(Problem to work on) Pull each line containing "tree" out of the listing below.

(Dataset records)

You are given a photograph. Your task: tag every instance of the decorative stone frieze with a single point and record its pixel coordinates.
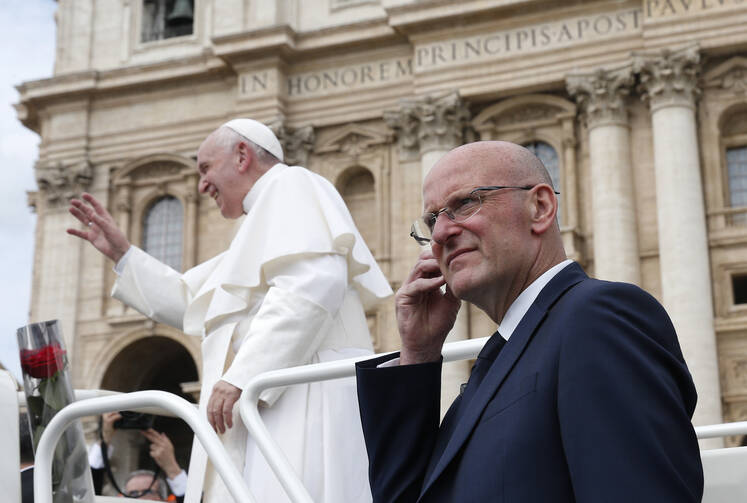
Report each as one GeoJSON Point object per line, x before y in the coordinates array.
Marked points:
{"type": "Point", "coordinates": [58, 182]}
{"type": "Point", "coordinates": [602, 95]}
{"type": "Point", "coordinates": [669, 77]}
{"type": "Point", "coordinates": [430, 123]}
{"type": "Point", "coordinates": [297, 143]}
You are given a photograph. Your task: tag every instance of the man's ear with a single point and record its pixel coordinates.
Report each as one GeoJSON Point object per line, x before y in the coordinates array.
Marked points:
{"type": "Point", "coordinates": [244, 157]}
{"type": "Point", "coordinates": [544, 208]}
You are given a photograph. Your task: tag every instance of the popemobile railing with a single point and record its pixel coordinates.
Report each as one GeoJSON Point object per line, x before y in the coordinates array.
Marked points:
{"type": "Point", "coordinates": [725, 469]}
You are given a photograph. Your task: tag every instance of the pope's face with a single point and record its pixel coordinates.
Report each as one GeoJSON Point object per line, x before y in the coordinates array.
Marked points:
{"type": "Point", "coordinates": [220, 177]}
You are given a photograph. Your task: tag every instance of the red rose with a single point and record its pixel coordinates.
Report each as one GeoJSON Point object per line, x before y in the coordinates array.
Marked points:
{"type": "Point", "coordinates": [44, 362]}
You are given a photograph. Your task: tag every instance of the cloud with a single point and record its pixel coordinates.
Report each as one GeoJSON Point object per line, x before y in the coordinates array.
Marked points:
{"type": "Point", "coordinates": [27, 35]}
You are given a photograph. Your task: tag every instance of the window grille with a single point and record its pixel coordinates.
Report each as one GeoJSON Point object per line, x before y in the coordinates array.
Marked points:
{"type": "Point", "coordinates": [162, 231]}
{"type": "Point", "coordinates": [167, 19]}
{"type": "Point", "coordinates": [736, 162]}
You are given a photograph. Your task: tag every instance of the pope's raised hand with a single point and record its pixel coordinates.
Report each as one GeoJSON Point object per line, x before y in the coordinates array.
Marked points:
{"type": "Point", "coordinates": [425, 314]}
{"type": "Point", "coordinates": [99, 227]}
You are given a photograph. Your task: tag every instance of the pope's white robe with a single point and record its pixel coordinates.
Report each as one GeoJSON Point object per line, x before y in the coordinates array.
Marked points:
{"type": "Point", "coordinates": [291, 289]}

...

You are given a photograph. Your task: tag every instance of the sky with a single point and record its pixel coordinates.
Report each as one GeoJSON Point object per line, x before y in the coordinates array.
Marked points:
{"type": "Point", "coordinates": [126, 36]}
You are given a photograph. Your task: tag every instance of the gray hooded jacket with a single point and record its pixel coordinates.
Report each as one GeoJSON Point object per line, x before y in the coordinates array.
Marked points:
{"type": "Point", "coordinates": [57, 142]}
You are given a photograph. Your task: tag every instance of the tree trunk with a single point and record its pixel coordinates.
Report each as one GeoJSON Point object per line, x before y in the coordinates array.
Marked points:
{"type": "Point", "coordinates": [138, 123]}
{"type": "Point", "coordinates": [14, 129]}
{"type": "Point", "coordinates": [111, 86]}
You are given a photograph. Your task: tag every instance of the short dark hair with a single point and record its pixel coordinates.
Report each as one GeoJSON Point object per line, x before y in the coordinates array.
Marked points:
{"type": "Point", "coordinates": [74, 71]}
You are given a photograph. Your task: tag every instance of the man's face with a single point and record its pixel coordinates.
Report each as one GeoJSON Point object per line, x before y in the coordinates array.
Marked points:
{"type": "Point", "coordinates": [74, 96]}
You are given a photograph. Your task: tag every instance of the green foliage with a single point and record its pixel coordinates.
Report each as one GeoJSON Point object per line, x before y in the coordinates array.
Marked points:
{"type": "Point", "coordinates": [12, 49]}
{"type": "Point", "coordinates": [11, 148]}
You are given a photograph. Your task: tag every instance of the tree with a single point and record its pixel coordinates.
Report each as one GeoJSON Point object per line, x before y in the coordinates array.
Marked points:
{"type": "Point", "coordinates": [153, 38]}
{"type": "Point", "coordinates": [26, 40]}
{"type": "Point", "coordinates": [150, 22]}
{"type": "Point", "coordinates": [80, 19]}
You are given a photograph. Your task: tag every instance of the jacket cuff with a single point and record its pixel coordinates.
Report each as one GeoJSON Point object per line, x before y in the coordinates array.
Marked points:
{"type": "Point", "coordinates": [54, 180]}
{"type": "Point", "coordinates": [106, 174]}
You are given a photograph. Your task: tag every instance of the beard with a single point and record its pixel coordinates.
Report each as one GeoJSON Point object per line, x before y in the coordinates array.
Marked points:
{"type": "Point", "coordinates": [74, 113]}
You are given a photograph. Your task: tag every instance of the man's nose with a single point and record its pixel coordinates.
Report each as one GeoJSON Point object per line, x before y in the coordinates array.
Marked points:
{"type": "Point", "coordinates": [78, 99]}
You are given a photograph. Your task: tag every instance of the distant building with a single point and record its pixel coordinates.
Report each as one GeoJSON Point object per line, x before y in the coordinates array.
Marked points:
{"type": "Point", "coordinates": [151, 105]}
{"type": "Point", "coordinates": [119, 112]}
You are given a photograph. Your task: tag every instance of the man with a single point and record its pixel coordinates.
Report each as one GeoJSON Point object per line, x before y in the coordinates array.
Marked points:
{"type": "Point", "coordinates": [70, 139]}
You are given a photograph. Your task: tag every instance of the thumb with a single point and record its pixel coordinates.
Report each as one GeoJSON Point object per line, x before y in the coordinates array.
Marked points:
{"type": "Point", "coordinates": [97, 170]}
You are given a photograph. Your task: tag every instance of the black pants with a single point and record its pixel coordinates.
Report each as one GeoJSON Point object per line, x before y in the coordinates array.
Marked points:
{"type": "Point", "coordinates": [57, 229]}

(Task response)
You are given a photograph. Your task: tag every instance of the tree trunk with a single point and record its pixel coordinates.
You are given a photograph. Your task: tag every instance of the tree with a single point and record its pixel coordinates.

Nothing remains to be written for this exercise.